[Stored data]
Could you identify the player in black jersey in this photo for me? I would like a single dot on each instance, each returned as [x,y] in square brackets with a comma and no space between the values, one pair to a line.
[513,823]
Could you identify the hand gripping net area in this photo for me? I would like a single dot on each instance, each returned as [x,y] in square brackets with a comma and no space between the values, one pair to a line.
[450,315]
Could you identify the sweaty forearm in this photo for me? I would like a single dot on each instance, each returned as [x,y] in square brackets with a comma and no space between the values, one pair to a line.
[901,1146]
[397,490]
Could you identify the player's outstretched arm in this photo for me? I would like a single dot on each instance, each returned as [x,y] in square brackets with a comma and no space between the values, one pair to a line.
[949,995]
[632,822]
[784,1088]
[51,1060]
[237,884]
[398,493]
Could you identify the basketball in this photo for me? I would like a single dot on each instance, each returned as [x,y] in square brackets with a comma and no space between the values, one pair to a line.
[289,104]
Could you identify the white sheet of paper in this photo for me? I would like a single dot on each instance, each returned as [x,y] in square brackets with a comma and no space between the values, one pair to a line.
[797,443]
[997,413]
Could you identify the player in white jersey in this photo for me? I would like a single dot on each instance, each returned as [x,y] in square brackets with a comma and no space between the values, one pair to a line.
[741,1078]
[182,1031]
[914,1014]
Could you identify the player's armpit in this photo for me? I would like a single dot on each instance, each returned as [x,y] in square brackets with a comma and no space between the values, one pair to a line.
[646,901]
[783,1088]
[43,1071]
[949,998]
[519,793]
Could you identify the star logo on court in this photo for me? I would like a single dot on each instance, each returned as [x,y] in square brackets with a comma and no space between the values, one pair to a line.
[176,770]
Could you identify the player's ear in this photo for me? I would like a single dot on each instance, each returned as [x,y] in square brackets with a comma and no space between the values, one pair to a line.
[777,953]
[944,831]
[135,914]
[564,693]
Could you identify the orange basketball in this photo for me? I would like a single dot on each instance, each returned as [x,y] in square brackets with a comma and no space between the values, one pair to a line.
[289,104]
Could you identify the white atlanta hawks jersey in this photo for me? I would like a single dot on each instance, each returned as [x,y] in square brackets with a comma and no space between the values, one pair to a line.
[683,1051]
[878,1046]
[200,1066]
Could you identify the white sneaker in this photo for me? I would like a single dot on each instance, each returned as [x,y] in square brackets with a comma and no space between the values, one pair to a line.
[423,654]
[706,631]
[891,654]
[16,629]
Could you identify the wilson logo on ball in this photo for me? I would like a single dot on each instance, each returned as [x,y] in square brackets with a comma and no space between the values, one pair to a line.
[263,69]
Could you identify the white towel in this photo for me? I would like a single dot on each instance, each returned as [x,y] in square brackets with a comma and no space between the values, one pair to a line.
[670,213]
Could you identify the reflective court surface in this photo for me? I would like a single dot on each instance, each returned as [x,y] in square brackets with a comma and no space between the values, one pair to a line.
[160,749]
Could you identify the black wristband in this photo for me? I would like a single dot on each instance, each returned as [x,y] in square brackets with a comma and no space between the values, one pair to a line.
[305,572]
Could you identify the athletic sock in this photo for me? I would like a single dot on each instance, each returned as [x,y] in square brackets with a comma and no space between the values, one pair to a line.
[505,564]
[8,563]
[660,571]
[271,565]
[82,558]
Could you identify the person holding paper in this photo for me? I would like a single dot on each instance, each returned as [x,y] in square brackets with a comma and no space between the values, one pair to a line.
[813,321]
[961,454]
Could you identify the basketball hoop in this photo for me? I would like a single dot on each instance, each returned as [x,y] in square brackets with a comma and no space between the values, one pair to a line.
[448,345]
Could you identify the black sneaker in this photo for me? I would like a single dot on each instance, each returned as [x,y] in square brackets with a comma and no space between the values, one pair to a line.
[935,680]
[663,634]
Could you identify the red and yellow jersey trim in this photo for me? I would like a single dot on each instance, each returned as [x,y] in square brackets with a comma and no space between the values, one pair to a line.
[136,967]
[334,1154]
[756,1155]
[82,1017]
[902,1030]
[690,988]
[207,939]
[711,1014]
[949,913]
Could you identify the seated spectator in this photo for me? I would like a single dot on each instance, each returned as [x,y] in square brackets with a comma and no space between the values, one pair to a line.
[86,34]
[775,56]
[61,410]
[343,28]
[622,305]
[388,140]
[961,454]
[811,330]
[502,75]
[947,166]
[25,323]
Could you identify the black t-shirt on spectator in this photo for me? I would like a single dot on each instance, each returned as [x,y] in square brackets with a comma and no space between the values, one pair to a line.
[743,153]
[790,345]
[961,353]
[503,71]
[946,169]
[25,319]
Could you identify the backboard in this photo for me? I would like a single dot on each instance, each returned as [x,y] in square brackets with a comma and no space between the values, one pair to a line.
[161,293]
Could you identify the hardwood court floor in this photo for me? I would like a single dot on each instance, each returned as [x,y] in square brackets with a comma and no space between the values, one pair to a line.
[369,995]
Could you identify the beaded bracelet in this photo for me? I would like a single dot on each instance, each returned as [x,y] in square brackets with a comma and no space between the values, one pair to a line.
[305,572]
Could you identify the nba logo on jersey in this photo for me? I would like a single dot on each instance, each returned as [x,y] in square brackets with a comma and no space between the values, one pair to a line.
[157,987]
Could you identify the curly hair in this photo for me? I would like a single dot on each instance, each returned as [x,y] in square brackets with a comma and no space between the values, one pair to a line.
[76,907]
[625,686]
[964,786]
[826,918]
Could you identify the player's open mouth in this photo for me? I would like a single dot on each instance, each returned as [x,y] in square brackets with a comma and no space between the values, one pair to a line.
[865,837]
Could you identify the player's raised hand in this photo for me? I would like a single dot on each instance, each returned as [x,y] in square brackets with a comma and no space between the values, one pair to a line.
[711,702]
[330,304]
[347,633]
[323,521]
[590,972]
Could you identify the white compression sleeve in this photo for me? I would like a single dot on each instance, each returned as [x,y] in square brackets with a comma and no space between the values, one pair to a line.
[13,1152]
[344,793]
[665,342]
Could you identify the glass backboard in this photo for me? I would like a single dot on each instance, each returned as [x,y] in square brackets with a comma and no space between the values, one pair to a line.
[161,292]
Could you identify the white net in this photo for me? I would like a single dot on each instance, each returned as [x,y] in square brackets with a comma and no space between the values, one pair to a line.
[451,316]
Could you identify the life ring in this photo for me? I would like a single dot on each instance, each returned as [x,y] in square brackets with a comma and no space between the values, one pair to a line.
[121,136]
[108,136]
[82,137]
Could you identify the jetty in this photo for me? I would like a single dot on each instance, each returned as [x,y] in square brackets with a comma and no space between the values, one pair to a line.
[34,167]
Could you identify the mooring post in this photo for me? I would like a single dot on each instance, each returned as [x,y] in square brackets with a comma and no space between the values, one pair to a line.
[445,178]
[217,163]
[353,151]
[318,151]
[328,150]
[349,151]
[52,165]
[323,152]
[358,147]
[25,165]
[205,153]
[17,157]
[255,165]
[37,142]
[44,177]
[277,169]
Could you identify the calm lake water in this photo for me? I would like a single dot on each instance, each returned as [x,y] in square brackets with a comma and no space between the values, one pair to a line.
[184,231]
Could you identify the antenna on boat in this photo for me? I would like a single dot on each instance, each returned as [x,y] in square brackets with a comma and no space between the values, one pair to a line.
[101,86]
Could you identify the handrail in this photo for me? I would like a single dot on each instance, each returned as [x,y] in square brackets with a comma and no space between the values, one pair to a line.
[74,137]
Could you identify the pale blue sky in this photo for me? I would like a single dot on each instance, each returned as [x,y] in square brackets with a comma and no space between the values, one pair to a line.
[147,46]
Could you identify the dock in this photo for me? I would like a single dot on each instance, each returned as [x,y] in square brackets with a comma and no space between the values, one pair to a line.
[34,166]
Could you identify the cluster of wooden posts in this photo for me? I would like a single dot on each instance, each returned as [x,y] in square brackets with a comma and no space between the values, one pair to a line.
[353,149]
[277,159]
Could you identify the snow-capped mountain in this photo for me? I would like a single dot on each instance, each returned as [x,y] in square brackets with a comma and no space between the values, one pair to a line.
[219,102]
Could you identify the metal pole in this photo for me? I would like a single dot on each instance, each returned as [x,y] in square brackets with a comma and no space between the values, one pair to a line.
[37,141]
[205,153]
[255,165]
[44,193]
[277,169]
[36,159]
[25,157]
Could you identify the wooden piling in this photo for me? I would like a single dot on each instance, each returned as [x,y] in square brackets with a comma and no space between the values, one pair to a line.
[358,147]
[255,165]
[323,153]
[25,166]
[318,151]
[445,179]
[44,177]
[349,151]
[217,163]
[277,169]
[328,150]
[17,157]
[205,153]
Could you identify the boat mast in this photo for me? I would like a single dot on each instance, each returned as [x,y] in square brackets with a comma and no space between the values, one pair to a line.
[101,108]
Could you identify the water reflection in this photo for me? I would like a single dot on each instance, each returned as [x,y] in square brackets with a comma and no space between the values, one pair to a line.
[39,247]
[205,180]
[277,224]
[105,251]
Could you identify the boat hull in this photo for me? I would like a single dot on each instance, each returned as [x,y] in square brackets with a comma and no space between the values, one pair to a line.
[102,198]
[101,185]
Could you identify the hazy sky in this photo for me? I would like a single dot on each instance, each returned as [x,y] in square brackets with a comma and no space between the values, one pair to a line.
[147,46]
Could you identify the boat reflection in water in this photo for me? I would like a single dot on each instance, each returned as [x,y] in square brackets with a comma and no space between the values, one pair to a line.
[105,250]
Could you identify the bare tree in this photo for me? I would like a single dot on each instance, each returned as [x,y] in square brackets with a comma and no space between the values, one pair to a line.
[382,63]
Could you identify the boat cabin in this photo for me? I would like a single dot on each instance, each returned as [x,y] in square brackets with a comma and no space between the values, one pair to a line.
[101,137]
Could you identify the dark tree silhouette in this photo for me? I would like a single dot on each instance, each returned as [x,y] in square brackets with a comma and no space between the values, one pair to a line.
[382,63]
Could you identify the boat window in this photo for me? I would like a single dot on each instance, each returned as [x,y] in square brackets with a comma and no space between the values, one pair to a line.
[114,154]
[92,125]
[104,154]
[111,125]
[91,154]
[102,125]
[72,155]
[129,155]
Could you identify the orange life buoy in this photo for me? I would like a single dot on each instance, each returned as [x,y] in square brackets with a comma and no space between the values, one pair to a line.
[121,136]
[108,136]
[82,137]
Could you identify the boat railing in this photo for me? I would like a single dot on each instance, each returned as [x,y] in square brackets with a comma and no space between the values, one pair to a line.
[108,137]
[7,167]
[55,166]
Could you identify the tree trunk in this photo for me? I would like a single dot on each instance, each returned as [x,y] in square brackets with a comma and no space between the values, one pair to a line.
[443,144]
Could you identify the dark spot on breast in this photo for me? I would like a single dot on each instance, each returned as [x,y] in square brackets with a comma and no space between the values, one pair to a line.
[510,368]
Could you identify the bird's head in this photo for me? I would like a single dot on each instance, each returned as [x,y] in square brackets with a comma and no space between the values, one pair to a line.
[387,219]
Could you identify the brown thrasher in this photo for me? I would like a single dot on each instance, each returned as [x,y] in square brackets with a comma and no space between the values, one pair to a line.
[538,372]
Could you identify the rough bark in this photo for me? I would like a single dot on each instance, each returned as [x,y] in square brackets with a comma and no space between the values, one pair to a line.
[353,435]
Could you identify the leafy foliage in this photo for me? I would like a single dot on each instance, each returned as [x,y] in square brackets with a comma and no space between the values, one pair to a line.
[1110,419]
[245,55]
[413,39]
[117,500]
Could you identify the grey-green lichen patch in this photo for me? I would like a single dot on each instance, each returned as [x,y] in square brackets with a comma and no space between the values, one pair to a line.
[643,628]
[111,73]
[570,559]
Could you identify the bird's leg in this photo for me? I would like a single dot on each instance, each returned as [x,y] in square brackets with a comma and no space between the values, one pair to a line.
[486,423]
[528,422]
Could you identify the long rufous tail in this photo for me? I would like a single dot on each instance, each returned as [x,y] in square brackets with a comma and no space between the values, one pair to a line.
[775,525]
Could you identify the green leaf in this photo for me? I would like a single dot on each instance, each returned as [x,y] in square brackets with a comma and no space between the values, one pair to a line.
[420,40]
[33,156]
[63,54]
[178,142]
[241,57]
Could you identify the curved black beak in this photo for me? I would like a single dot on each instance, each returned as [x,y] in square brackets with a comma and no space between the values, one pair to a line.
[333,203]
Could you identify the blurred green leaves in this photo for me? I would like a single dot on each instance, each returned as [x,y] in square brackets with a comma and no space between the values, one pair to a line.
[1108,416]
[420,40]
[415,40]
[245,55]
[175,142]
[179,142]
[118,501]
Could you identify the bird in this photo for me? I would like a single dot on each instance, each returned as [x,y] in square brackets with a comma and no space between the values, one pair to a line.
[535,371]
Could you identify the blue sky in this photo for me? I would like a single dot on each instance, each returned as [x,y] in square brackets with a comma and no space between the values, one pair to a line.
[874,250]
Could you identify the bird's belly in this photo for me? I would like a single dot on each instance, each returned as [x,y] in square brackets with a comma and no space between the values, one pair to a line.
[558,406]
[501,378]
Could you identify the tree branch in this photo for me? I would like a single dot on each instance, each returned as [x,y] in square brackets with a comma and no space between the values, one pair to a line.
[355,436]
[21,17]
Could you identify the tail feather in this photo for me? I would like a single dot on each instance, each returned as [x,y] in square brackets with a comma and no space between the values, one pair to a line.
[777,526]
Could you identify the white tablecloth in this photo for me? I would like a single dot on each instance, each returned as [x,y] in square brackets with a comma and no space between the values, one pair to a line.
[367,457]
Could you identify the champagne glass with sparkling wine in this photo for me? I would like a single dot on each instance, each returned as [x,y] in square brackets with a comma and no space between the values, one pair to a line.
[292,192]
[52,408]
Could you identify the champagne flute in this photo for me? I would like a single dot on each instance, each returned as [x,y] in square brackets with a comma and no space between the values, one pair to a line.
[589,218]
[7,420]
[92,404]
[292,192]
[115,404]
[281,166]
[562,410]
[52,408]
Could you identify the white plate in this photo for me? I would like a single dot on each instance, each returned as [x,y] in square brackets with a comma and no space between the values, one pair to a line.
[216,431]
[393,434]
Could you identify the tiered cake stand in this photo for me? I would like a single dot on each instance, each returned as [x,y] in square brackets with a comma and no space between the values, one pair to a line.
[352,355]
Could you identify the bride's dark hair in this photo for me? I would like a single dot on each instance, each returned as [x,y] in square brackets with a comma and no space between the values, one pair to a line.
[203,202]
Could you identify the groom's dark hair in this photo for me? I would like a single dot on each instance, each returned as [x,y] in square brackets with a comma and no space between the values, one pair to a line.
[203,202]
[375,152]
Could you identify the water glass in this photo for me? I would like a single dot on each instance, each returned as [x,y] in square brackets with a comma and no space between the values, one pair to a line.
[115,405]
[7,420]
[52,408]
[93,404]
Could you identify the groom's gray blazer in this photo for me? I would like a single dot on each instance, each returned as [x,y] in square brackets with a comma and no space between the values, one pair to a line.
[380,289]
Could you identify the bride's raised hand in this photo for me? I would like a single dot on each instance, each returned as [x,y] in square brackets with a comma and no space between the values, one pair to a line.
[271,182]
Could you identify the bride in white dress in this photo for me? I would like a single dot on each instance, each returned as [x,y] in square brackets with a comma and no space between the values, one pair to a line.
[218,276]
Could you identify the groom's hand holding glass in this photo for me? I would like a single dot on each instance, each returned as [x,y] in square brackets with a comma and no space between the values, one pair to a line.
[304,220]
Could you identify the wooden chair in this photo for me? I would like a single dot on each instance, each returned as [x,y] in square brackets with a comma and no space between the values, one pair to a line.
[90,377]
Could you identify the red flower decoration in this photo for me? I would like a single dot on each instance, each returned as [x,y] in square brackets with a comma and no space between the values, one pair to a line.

**Required work**.
Transcribe, word for word, every line from the one containing "Could you identify the water glass" through the final line of the entries, and nothing else.

**Response**.
Could you identify the water glass in this photo for me? I would like a single dot on each instance, each returned as [x,y] in square brackets with a comma and no space between the values, one pair to a line.
[115,405]
[7,420]
[52,408]
[93,404]
Could you identify the groom's gray blazer in this photo for me? I would like a single dot on each instance, each returned as [x,y] in square brackets with a comma and no space between the values, one pair to a line.
[380,289]
Could you identify the bride's raised hand in this photo for me? I would like a single dot on each instance, each returned as [x,y] in square brackets with a comma and no space between the values, one pair to a line.
[271,182]
Could you identify the bride in white dress in this photo for me? I would like a single dot on each instance, each returned as [x,y] in square brackets with a comma and no space between the values, one pair to a line.
[218,276]
Could you identify the groom's hand holding glass in this photo for me? I would like a single dot on each instance, each returned as [x,y] in square brackets with a comma and no space between the values, one pair to a line.
[304,220]
Could you identify the wooden chair in this photo for me? I would like a single dot on each instance, each returned as [x,y] in square brackets with a comma and no space between the values, one pair to a line.
[90,377]
Could you identify the red flower decoration in this photo for me? I would like a single dot on each instance, each returned as [x,y] in square brackets with a comma and no space between the values, one pair to a line.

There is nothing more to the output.